Task description: What you return should be the complete listing, unchanged, with no pictures in it.

Information given:
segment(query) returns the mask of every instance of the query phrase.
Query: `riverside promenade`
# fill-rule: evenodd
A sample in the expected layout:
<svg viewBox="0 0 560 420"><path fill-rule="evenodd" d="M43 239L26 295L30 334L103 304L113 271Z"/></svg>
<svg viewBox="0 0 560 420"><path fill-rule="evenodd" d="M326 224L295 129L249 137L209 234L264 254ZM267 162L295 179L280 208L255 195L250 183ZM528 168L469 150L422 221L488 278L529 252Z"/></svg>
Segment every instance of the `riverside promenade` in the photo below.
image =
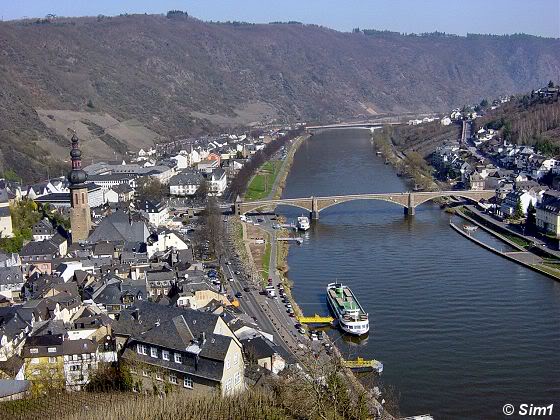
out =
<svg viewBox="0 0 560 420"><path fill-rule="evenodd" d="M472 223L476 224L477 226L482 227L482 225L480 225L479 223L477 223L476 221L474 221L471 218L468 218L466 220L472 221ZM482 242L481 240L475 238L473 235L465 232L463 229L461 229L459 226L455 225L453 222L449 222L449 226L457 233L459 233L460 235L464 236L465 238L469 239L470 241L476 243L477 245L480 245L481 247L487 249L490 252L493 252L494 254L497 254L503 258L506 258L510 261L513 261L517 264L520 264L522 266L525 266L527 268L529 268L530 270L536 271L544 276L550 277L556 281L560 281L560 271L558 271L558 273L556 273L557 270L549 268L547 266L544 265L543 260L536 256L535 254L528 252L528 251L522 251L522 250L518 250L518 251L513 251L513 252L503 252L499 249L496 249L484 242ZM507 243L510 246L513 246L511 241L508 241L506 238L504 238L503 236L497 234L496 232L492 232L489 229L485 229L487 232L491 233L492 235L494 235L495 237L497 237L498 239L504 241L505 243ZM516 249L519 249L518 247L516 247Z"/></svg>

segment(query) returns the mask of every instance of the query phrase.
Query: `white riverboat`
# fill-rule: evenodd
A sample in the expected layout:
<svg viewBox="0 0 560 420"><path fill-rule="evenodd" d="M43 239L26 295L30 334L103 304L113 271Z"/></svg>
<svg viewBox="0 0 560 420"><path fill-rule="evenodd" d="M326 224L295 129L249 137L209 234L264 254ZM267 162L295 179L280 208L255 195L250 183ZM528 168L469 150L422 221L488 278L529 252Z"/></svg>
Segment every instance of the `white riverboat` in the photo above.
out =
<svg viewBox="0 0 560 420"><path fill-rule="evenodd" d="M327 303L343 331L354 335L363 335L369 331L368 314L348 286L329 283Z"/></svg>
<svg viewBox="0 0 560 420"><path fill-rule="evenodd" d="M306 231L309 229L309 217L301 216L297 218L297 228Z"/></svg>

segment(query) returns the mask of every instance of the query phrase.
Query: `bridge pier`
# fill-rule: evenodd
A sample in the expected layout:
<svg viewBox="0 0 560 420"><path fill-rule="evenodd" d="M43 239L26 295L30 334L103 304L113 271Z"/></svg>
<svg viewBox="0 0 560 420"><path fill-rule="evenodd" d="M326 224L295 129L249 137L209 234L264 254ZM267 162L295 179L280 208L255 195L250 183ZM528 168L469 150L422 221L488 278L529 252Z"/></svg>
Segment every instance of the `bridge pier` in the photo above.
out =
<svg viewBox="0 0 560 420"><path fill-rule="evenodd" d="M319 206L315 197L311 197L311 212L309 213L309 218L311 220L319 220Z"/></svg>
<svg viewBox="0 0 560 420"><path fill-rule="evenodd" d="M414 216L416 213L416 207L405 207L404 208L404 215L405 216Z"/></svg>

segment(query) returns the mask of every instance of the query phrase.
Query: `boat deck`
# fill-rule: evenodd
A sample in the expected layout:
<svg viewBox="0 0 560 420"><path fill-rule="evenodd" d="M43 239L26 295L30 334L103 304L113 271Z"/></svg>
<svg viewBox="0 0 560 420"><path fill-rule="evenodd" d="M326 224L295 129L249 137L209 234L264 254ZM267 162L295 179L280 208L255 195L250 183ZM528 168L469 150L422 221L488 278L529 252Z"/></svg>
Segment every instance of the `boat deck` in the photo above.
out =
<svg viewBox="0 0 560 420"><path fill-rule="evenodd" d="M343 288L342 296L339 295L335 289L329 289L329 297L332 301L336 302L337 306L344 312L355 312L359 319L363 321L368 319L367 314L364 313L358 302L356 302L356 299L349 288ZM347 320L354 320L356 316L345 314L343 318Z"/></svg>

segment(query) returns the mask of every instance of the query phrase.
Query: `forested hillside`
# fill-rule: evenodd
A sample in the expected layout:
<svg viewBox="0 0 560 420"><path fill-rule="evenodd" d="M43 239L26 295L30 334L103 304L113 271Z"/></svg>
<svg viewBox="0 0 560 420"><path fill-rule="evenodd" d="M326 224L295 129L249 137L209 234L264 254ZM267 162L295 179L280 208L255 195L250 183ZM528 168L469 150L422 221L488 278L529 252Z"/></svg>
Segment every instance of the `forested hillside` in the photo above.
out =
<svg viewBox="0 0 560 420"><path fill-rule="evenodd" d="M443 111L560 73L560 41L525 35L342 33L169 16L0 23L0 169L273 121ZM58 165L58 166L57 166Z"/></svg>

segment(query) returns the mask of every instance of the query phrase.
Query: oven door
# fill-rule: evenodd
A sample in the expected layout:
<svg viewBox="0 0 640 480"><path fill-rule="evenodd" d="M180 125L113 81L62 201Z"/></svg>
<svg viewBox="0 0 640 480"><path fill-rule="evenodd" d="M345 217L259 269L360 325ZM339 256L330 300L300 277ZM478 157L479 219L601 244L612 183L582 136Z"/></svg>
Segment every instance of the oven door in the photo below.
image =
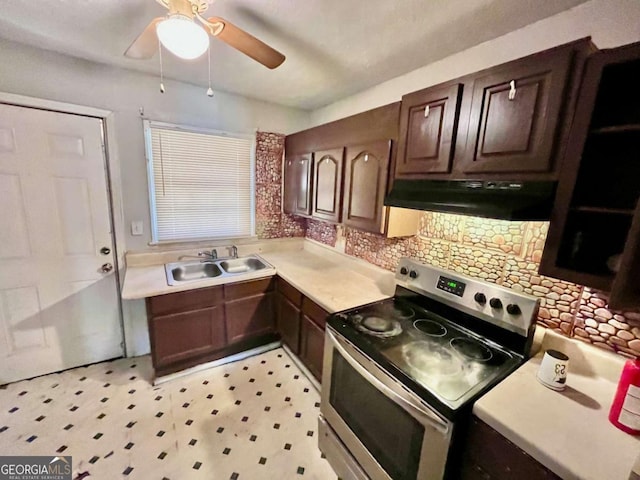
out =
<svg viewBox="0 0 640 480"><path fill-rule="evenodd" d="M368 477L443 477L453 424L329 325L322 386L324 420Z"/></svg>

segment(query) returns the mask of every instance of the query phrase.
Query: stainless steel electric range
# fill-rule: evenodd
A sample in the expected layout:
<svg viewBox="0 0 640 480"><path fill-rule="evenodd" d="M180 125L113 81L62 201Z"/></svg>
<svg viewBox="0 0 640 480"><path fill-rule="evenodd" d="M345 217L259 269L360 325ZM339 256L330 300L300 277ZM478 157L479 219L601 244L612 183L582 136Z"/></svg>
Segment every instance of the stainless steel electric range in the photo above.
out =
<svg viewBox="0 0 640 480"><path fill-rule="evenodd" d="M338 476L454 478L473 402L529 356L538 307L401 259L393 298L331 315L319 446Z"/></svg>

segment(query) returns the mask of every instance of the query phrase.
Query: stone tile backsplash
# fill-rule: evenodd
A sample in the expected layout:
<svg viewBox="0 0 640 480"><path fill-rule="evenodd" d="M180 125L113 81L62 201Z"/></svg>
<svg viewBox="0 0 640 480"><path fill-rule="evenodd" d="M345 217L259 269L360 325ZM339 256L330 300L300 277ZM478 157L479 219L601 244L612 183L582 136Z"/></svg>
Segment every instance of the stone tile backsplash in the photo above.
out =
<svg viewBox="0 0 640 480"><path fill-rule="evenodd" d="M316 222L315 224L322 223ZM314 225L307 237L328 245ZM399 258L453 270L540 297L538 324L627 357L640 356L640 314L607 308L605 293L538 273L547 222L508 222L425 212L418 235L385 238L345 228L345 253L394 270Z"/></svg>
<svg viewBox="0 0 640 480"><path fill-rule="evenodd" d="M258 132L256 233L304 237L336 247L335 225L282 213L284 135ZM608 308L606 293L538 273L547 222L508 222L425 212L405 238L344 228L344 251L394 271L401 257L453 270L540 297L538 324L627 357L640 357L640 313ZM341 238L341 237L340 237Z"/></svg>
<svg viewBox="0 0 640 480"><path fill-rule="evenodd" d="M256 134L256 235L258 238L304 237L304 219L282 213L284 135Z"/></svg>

Response to this task:
segment(query) returns the mask of every instance of the query phrase.
Query: `riverside promenade`
# fill-rule: evenodd
A sample in the expected layout:
<svg viewBox="0 0 560 420"><path fill-rule="evenodd" d="M43 239L26 295L30 334L103 304L113 271Z"/></svg>
<svg viewBox="0 0 560 420"><path fill-rule="evenodd" d="M326 224L295 129L249 137L209 234L264 254ZM267 162L295 179L280 208L255 195L250 183ZM528 168L469 150L422 221L488 278L529 252Z"/></svg>
Segment every instance of the `riverside promenade` in the photo below.
image =
out =
<svg viewBox="0 0 560 420"><path fill-rule="evenodd" d="M472 223L476 224L477 226L482 227L482 225L480 225L479 223L477 223L476 221L474 221L471 218L468 218L466 220L472 221ZM482 242L481 240L475 238L473 235L465 232L463 229L461 229L459 226L455 225L453 222L449 222L449 226L457 233L459 233L460 235L464 236L465 238L469 239L470 241L476 243L477 245L480 245L481 247L487 249L490 252L493 252L494 254L497 254L503 258L506 258L510 261L513 261L517 264L520 264L522 266L525 266L527 268L529 268L530 270L536 271L544 276L550 277L556 281L560 281L560 271L558 271L558 273L556 273L557 270L549 268L547 266L544 265L543 260L536 256L535 254L528 252L528 251L522 251L522 250L518 250L518 251L513 251L513 252L503 252L499 249L496 249L484 242ZM507 243L510 246L513 246L511 241L508 241L506 238L504 238L503 236L497 234L496 232L492 232L489 229L485 229L487 232L491 233L492 235L494 235L495 237L497 237L498 239L504 241L505 243ZM516 249L519 249L518 247L516 247Z"/></svg>

segment(query) returns the mask of every instance of the query phrase.
Query: `white riverboat`
# fill-rule: evenodd
A sample in the expected layout:
<svg viewBox="0 0 560 420"><path fill-rule="evenodd" d="M43 239L26 295L30 334L103 304L113 271Z"/></svg>
<svg viewBox="0 0 560 420"><path fill-rule="evenodd" d="M326 224L295 129L249 137L209 234L264 254ZM267 162L295 179L280 208L255 195L250 183ZM528 168L469 150L422 221L488 278L529 252Z"/></svg>
Segment every instance of the `white riverboat` in the photo above.
out =
<svg viewBox="0 0 560 420"><path fill-rule="evenodd" d="M327 303L343 331L354 335L363 335L369 331L368 314L348 286L329 283Z"/></svg>
<svg viewBox="0 0 560 420"><path fill-rule="evenodd" d="M306 231L309 229L309 217L301 216L297 218L297 228Z"/></svg>

segment(query) returns the mask of every instance of the query phrase.
Query: `bridge pier`
# fill-rule: evenodd
A sample in the expected layout:
<svg viewBox="0 0 560 420"><path fill-rule="evenodd" d="M43 239L26 295L30 334L103 304L113 271Z"/></svg>
<svg viewBox="0 0 560 420"><path fill-rule="evenodd" d="M326 224L295 129L249 137L209 234L264 254ZM267 162L295 179L280 208L255 195L250 183ZM528 168L469 150L422 221L488 278L529 252Z"/></svg>
Segment every instance of the `bridge pier` in the photo above.
out =
<svg viewBox="0 0 560 420"><path fill-rule="evenodd" d="M319 206L315 197L311 197L311 212L309 213L309 218L311 220L319 220Z"/></svg>
<svg viewBox="0 0 560 420"><path fill-rule="evenodd" d="M414 216L416 213L416 207L405 207L404 208L404 215L405 216Z"/></svg>

segment(query) returns the mask of every instance of the query phrase.
Query: `boat deck`
# fill-rule: evenodd
A sample in the expected layout:
<svg viewBox="0 0 560 420"><path fill-rule="evenodd" d="M43 239L26 295L30 334L103 304L113 271Z"/></svg>
<svg viewBox="0 0 560 420"><path fill-rule="evenodd" d="M326 224L295 129L249 137L209 234L264 254ZM267 162L295 179L280 208L255 195L250 183ZM528 168L469 150L422 221L488 278L529 252Z"/></svg>
Segment every instance of the `boat deck` in the photo above.
out =
<svg viewBox="0 0 560 420"><path fill-rule="evenodd" d="M343 288L342 296L339 295L335 289L329 289L329 297L332 301L336 302L337 306L344 312L355 312L359 319L363 321L368 319L367 314L364 313L358 302L356 302L356 299L349 288ZM347 320L354 320L356 316L345 314L343 318Z"/></svg>

segment(query) returns the mask of every instance of the query phrase.
Query: `forested hillside`
# fill-rule: evenodd
A sample in the expected layout:
<svg viewBox="0 0 560 420"><path fill-rule="evenodd" d="M43 239L26 295L30 334L103 304L113 271Z"/></svg>
<svg viewBox="0 0 560 420"><path fill-rule="evenodd" d="M326 224L295 129L249 137L209 234L264 254ZM267 162L295 179L280 208L255 195L250 183ZM528 168L469 150L422 221L488 278L529 252Z"/></svg>
Segment every instance of the `forested hillside` in the photo above.
out =
<svg viewBox="0 0 560 420"><path fill-rule="evenodd" d="M443 111L560 73L560 41L525 35L342 33L169 16L0 23L0 169L273 121ZM58 165L58 166L57 166Z"/></svg>

segment(query) returns the mask of every instance of the query phrase.
Query: oven door
# fill-rule: evenodd
A sample in the expected layout:
<svg viewBox="0 0 640 480"><path fill-rule="evenodd" d="M180 125L113 81L62 201Z"/></svg>
<svg viewBox="0 0 640 480"><path fill-rule="evenodd" d="M345 217L259 269L360 325ZM339 256L330 300L300 277ZM478 157L479 219L601 244L612 183L582 136Z"/></svg>
Segment every instance of the oven door in the photo below.
image =
out =
<svg viewBox="0 0 640 480"><path fill-rule="evenodd" d="M368 477L443 477L453 424L329 325L322 386L324 420Z"/></svg>

segment(query) returns the mask of every instance of the query phrase.
Query: stainless steel electric range
# fill-rule: evenodd
A sample in the expected layout:
<svg viewBox="0 0 640 480"><path fill-rule="evenodd" d="M180 125L113 81L62 201Z"/></svg>
<svg viewBox="0 0 640 480"><path fill-rule="evenodd" d="M345 217L259 269L360 325ZM339 256L330 300L300 277ZM478 157L479 219L601 244L612 183L582 136Z"/></svg>
Segment every instance of the stainless steel electric range in the photo above.
out =
<svg viewBox="0 0 640 480"><path fill-rule="evenodd" d="M338 476L454 478L473 402L529 356L538 307L401 259L393 298L331 315L319 446Z"/></svg>

segment(query) returns the mask of every instance of the query phrase.
Query: stone tile backsplash
# fill-rule: evenodd
A sample in the expected layout:
<svg viewBox="0 0 640 480"><path fill-rule="evenodd" d="M180 125L113 81L62 201Z"/></svg>
<svg viewBox="0 0 640 480"><path fill-rule="evenodd" d="M345 217L259 269L360 325ZM339 256L330 300L300 277ZM478 157L479 219L601 244L612 183L582 136Z"/></svg>
Segment every instance of the stone tile backsplash in the photo above.
out =
<svg viewBox="0 0 640 480"><path fill-rule="evenodd" d="M316 222L315 224L322 223ZM314 225L307 237L328 245ZM399 258L453 270L540 297L538 324L627 357L640 356L640 314L607 308L605 293L538 273L547 222L508 222L425 212L418 235L385 238L345 228L345 253L394 270Z"/></svg>
<svg viewBox="0 0 640 480"><path fill-rule="evenodd" d="M258 132L256 233L304 237L336 247L335 225L282 213L284 135ZM608 308L606 293L538 273L547 222L508 222L425 212L405 238L344 228L344 251L394 271L401 257L453 270L540 297L538 324L627 357L640 357L640 313ZM341 238L341 237L340 237Z"/></svg>
<svg viewBox="0 0 640 480"><path fill-rule="evenodd" d="M256 134L256 235L258 238L304 237L304 219L282 213L284 135Z"/></svg>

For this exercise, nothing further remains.